◆ Listed entries

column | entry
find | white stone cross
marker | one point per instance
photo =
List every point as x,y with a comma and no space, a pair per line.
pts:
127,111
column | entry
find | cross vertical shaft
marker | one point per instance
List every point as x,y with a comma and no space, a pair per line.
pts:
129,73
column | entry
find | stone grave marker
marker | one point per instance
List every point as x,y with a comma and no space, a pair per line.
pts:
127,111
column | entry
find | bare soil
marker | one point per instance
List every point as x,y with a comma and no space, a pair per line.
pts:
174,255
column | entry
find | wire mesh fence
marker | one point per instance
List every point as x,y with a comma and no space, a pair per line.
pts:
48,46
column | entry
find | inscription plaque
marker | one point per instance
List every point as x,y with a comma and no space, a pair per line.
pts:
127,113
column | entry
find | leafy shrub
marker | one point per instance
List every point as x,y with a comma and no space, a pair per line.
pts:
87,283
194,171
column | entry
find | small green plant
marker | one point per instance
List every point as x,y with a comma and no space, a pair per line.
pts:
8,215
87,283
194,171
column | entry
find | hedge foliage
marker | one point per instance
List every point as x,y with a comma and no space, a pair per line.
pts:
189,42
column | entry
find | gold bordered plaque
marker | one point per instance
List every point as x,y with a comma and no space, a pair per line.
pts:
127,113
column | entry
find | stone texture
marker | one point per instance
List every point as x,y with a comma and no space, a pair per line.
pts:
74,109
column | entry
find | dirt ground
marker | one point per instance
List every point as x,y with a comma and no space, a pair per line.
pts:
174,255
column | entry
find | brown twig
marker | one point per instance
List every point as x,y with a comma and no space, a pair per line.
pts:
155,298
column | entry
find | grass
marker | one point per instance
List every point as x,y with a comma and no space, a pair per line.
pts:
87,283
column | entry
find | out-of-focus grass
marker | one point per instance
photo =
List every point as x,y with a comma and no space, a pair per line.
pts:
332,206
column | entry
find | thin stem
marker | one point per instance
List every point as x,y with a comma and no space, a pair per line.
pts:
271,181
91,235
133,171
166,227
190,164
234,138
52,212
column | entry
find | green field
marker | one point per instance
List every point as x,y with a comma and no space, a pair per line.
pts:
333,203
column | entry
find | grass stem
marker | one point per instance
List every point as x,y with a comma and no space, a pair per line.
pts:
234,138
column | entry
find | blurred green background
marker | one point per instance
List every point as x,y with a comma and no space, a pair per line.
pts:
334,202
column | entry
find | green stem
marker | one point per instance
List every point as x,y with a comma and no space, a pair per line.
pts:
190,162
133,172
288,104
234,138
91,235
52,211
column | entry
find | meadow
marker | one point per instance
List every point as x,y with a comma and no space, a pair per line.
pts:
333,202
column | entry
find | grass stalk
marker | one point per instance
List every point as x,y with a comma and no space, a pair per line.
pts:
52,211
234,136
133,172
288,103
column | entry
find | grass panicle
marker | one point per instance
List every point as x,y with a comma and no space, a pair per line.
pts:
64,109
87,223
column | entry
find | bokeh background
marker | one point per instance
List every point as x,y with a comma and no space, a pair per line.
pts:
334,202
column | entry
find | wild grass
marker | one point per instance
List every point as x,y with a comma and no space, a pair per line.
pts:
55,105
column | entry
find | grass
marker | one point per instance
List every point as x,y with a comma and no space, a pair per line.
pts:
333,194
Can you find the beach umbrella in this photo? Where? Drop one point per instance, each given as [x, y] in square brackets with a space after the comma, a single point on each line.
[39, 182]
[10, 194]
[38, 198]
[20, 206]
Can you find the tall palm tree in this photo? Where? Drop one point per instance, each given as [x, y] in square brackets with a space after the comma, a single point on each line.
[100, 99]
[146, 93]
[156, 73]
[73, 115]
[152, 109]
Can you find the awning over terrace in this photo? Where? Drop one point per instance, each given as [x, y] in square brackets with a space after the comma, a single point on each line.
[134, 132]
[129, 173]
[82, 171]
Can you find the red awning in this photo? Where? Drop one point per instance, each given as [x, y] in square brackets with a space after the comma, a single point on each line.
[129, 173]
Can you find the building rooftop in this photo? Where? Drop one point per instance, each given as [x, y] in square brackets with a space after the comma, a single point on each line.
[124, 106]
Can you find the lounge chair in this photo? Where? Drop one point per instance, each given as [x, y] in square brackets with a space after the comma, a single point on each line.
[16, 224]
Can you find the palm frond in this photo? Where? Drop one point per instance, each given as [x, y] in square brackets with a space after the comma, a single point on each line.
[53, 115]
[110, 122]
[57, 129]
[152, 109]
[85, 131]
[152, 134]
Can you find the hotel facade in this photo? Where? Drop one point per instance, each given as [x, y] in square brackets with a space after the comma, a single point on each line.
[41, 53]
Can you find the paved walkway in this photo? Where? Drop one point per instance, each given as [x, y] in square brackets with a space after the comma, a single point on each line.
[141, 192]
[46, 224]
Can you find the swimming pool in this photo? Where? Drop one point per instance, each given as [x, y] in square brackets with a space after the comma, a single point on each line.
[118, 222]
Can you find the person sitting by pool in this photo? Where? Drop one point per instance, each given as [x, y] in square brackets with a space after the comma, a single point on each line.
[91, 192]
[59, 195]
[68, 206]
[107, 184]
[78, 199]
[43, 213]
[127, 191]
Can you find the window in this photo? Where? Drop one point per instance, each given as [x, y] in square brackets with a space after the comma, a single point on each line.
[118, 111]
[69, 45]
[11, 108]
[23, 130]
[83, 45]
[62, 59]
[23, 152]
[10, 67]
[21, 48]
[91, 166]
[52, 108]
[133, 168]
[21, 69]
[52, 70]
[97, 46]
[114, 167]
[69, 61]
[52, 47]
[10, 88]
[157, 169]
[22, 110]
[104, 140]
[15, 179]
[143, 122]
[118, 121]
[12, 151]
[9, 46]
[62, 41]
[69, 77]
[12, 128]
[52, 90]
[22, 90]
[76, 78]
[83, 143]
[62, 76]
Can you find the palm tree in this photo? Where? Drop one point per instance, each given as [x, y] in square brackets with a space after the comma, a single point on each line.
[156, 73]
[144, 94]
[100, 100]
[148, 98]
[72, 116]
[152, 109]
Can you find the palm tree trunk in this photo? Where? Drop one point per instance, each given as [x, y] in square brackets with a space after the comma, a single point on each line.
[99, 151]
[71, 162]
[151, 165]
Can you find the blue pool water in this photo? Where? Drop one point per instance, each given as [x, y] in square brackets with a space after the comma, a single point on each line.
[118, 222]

◆ Task
Would you copy the data exactly as shown above?

◆ Written solution
column | entry
find | white stone cross
marker | one point per instance
photo =
List every point as x,y with a comma and no space, a pair per line.
pts:
127,111
column | entry
find | cross vertical shaft
marker | one point per instance
List every point as x,y with a comma and no space, a pair per line.
pts:
129,73
column | entry
find | stone grave marker
marker | one point per instance
List every point as x,y with a comma and no space, a pair per line.
pts:
127,111
column | entry
find | bare soil
marker | one point per instance
List every point as x,y with a comma and no space, a pair per line.
pts:
174,255
column | entry
find | wire mesh fence
marker | one point per instance
List every point as x,y with a comma and no space, a pair per line.
pts:
48,46
column | entry
find | inscription plaque
marker | one point per instance
List every point as x,y with a comma and no space, a pair per line.
pts:
127,113
column | entry
find | leafy shrub
marker | one point per instance
List every point as x,y with a comma and no space, a pair per line.
pts:
87,283
194,171
column | entry
find | small green plant
marker | one point per instance
List every point as x,y with a comma and no space, a pair per line.
pts:
8,215
87,283
194,171
column | entry
find | hedge foliage
marker | one point per instance
List every point as x,y with a comma and no space, a pair per line.
pts:
189,42
column | entry
find | gold bordered plaque
marker | one point per instance
List every point as x,y with a comma and no space, a pair per line.
pts:
127,113
column | entry
find | stone texture
marker | one point per instance
List every point as x,y with a comma and no space, a pair per line.
pts:
74,109
column | entry
find | dirt ground
marker | one point per instance
List every point as x,y with a comma and no space, a pair per line.
pts:
174,255
column | entry
find | brown twig
marker | one point per instance
List every point as x,y with a comma and no space, a pair per line.
pts:
155,298
column | entry
find | grass
marker | one point per instance
List every point as x,y with a comma and no space, a pair per line.
pts:
87,283
column | entry
find | out-of-focus grass
marker | one point per instance
photo =
List every point as x,y with a comma and no space, a pair per line.
pts:
332,206
column | entry
find | thin stem
marker | one point per instance
List every point as x,y with a comma and no space, a pair per line.
pts:
271,181
91,235
133,171
166,227
190,164
234,138
52,212
column | entry
find | green field
marker | one point per instance
List every point as x,y with a comma and no space, a pair per line.
pts:
333,203
column | entry
find | grass stem
marker | one point per instance
List every point as x,y with a comma and no space, a pair per line.
pts:
234,138
column | entry
find | blurred green background
marker | one point per instance
List every point as x,y with a comma and no space, a pair per line.
pts:
334,202
column | entry
find | green stem
marker | one point per instance
List every point as x,y with a comma and no space, a pair per line.
pts:
190,162
133,172
288,104
234,138
91,235
52,211
column | entry
find | meadow
marker | one point per instance
List every point as x,y with a comma and no space, a pair per line.
pts:
333,202
column | entry
find | grass stalk
marker | one point per instance
List every point as x,y with a comma and no space, a pair per line.
pts:
52,211
234,136
133,172
288,103
column | entry
find | grass panicle
marker | one point per instance
List every point as x,y with a comma and no space, a pair per line.
pts:
64,109
87,223
column | entry
find | bokeh background
marker | one point per instance
List every point as x,y with a comma and no space, a pair per line.
pts:
334,202
column | entry
find | wild grass
marker | one point per instance
List every point as x,y with a comma and no space, a pair per line.
pts:
55,105
column | entry
find | grass
marker | one point per instance
List every point as x,y with a comma and no space, a pair per line.
pts:
333,194
Can you find the beach umbrella in this photo? Where? Drop one point per instance, each given as [x, y] in square brackets with a space after the comma, a single point on each line.
[39, 182]
[10, 194]
[38, 198]
[20, 206]
Can you find the tall palm tree in this photo? Where? Drop one point per instance, each given as [x, y] in square brackets with a space after the comma, a single point on each line.
[100, 99]
[146, 93]
[156, 73]
[73, 115]
[152, 109]
Can you find the awning over terrace in this photo? Where? Drop one point per instance, each given as [x, y] in square brackets with a space after the comma, a single point on each line.
[134, 132]
[129, 173]
[82, 171]
Can you find the red awning in this photo? Where? Drop one point per instance, each given as [x, y] in square brackets with a space after the comma, a single point on each line.
[129, 173]
Can you find the building rooftop in this photo? Where? Drop one point per instance, each given as [x, y] in square brackets with a space after the comma, a single point on each line.
[124, 106]
Can you find the lounge chair in this photo? Where? Drop one point per instance, each given as [x, y] in square brackets with a space after the comma, a single point on each line.
[16, 224]
Can you find the palm frond in this photo? Where? Drop one point per instance, each given as [x, y] in square brackets with a space after the comma, a single point on each line.
[53, 115]
[110, 122]
[57, 129]
[152, 109]
[85, 131]
[152, 134]
Can you find the hotel facade in this photo? Where? Drop one point per instance, each given as [x, y] in square brackets with a space after the comma, a single point on each line.
[41, 53]
Can you find the paved walkway in this photo? Where? Drop one point per instance, each given as [x, y] in square brackets with a space after the comma, a single point on each line.
[141, 192]
[46, 224]
Can you find the swimming pool in this photo? Where? Drop one point per instance, each given as [x, y] in square brackets with a space after the comma, a single point on each line.
[118, 222]
Can you find the person sitting by pool in this photo? Where? Drop one point per instance, each given as [x, y] in square brackets with a space after the comma, a single point on each line.
[91, 192]
[59, 195]
[68, 206]
[107, 184]
[78, 199]
[43, 213]
[127, 191]
Can you find the window in this photo? Where? Drop one point per instance, each given as [x, y] in square brackets with a space after the comma, a single point on each line.
[118, 111]
[69, 45]
[11, 108]
[23, 130]
[83, 45]
[62, 59]
[23, 152]
[10, 67]
[21, 48]
[91, 166]
[52, 108]
[133, 168]
[21, 69]
[52, 70]
[97, 46]
[114, 167]
[69, 61]
[52, 47]
[10, 88]
[157, 169]
[22, 110]
[104, 140]
[15, 179]
[143, 122]
[118, 121]
[12, 151]
[9, 46]
[62, 41]
[69, 77]
[12, 128]
[52, 90]
[22, 90]
[76, 78]
[83, 143]
[62, 76]
Can you find the palm tree in this photo? Where? Drop one point per instance, each given as [x, y] in square brackets with a space after the comma, a single point on each line.
[156, 73]
[144, 94]
[100, 100]
[148, 98]
[72, 116]
[152, 109]
Can you find the palm tree trunk in this photo? Where? Drop one point per instance, each given as [x, y] in square brackets with a space after the comma, a single point on each line.
[99, 151]
[71, 162]
[151, 165]
Can you find the blue pool water in this photo? Where? Drop one point per instance, each given as [x, y] in square brackets with a space after the comma, a single point on each line.
[118, 222]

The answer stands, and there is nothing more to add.